*STATED TASK*
Starting at the first line of the rows and ending at the line that contains "[[354, 510]]", with both of those lines included, give the lines as a JSON list of strings, one string per line and no blank lines.

*GIVEN ENTRIES*
══════════════════════════════
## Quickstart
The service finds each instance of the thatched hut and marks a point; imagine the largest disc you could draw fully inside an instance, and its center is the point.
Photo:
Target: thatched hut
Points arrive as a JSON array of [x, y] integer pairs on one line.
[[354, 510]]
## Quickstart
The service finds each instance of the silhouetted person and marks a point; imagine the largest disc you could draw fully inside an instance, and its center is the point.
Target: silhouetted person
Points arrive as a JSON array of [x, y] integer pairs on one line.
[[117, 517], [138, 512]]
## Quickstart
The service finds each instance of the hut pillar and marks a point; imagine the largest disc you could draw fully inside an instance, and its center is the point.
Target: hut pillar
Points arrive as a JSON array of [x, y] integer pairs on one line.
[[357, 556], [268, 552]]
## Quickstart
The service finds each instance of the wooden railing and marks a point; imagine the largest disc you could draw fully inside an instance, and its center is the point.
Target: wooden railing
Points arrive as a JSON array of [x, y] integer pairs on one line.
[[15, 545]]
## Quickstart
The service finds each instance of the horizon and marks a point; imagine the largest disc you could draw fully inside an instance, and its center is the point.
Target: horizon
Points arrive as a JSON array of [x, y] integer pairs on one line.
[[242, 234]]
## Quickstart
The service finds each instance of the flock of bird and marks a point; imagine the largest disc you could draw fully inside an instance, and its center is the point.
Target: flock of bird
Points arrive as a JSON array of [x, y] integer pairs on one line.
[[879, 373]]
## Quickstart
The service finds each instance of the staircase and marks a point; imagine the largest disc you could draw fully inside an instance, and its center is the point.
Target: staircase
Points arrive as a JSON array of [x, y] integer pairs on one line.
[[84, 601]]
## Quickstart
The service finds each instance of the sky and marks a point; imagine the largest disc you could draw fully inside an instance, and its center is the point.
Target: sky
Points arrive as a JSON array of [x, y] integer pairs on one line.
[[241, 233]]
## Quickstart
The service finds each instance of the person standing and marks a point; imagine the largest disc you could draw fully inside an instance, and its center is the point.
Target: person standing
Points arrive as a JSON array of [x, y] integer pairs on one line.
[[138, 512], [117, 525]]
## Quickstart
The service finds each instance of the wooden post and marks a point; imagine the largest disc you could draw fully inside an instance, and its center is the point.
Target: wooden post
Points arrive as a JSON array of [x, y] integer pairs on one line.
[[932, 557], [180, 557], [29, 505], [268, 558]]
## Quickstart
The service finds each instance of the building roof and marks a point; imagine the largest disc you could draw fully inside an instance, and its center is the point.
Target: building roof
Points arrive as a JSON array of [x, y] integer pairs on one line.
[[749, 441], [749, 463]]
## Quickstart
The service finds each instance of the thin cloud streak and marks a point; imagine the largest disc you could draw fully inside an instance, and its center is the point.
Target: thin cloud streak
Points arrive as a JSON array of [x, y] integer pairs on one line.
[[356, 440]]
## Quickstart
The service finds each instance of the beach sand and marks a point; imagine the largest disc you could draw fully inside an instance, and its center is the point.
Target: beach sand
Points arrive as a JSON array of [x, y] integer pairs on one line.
══════════════════════════════
*WRITTEN SOLUTION*
[
  "## Quickstart",
  "The service finds each instance of the thatched hut and marks a point; imagine the largest disc you could draw fully inside an instance, and its center is the point.",
  "Photo:",
  "Target: thatched hut",
  "Points arrive as a JSON array of [x, y] integer pairs on one line.",
  "[[354, 510]]"
]